Exercise details —
Which lines of the listing contain the string "snow"? Select each one and copy it out.

◇ ◇ ◇ ◇ ◇

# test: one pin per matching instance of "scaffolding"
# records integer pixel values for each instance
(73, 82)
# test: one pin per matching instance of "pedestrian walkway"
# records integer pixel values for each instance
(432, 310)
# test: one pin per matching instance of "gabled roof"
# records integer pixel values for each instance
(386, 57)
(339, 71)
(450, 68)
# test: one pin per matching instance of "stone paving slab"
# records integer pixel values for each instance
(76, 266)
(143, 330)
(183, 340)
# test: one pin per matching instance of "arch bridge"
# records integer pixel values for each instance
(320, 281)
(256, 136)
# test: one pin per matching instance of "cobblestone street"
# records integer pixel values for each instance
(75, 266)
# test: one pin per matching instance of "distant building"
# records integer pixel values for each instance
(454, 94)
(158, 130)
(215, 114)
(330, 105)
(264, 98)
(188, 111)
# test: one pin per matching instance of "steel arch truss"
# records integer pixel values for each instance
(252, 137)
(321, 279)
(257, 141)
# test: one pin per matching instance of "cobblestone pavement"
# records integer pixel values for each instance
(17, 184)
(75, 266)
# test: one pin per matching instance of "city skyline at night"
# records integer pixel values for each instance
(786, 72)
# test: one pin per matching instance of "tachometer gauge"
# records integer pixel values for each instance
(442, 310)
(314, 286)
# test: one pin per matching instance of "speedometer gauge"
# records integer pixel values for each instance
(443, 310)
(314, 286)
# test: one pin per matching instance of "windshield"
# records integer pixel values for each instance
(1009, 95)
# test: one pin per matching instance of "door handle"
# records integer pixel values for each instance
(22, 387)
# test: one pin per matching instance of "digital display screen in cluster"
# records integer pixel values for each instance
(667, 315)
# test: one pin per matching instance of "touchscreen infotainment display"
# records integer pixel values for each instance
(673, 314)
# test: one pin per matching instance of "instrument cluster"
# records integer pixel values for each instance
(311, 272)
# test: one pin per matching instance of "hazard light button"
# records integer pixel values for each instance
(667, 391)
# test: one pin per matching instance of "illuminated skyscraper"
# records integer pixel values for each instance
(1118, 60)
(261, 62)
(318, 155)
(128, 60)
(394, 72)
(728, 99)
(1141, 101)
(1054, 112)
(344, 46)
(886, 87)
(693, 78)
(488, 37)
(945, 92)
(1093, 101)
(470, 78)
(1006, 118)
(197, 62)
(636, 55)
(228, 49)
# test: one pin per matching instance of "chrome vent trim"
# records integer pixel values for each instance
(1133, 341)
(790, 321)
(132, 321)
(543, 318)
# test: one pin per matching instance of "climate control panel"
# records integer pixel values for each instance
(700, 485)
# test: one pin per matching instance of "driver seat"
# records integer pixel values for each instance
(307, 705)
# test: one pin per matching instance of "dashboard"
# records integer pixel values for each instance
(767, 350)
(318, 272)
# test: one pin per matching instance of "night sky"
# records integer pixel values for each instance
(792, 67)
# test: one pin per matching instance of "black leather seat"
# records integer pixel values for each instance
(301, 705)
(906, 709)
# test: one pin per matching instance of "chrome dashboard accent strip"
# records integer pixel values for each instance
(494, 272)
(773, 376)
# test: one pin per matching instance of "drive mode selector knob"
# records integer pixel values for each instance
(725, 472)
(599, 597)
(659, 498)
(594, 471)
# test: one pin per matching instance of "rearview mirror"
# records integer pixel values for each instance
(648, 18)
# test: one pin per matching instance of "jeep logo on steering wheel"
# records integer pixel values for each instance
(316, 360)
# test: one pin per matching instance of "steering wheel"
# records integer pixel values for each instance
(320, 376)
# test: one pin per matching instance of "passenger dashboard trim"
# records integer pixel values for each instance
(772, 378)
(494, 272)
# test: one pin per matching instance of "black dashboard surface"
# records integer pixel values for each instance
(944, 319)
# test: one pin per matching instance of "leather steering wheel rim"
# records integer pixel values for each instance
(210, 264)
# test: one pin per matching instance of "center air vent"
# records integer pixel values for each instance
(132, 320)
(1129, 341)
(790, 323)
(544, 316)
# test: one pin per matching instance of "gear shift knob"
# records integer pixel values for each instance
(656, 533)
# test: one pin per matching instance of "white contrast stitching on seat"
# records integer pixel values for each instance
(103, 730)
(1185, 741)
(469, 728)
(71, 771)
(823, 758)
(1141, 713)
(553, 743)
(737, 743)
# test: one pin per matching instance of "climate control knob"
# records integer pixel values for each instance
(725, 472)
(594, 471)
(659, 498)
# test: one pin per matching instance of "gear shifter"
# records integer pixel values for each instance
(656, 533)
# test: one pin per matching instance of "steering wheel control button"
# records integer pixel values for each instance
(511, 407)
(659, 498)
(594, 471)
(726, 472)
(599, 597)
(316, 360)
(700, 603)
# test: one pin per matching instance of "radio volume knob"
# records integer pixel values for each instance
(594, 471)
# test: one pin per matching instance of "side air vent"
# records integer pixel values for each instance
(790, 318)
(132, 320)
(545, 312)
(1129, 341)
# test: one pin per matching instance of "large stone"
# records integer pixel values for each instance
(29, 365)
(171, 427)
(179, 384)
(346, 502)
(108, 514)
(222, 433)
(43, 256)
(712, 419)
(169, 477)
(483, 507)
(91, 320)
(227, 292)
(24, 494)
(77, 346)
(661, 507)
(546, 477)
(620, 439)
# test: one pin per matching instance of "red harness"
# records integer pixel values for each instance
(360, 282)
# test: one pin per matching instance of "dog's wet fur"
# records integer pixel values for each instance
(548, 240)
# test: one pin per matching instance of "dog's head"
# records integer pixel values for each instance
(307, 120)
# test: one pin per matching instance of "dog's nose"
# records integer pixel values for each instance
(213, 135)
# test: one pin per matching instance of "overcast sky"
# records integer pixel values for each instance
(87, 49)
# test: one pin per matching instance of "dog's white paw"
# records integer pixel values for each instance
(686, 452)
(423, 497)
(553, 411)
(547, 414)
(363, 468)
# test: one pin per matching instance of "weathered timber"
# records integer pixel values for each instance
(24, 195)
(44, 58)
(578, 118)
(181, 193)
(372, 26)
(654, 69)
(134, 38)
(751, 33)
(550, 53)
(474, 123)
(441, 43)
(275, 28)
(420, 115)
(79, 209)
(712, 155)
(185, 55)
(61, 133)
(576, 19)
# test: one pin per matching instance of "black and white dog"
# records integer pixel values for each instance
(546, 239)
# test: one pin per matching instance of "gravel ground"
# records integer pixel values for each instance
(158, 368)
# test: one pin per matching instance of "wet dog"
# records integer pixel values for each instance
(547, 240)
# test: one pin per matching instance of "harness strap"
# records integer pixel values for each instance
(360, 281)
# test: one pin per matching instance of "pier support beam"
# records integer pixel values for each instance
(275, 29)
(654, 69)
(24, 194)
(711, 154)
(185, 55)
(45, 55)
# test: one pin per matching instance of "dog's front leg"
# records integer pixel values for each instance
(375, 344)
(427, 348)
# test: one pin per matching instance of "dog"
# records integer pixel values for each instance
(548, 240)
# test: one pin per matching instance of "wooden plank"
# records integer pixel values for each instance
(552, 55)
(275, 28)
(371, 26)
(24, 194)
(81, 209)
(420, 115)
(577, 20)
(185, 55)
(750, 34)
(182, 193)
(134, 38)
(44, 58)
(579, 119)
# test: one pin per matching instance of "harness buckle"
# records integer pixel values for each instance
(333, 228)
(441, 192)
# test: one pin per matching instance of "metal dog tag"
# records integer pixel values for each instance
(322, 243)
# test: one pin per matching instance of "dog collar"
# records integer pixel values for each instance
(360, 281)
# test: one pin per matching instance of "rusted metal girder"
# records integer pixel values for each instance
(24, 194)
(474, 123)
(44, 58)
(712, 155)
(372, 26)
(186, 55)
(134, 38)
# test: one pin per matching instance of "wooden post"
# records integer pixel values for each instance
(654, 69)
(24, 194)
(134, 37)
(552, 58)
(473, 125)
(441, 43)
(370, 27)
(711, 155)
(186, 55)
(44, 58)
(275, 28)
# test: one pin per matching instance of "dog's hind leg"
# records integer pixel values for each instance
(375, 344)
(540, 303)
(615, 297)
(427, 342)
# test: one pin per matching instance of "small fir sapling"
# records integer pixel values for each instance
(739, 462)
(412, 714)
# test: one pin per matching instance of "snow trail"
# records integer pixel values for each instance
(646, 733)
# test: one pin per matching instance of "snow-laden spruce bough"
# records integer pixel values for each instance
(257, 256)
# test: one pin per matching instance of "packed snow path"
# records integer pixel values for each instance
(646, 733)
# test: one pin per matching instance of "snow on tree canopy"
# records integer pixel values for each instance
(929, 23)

◇ ◇ ◇ ◇ ◇

Completed exercise —
# test: one pin per matching instance of "snow trail"
# test: one pin per matching instance of "snow-laden spruce bough"
# test: one pin per matching instance of "packed snow path"
# test: one pin per matching instance of "snow on tree canopy"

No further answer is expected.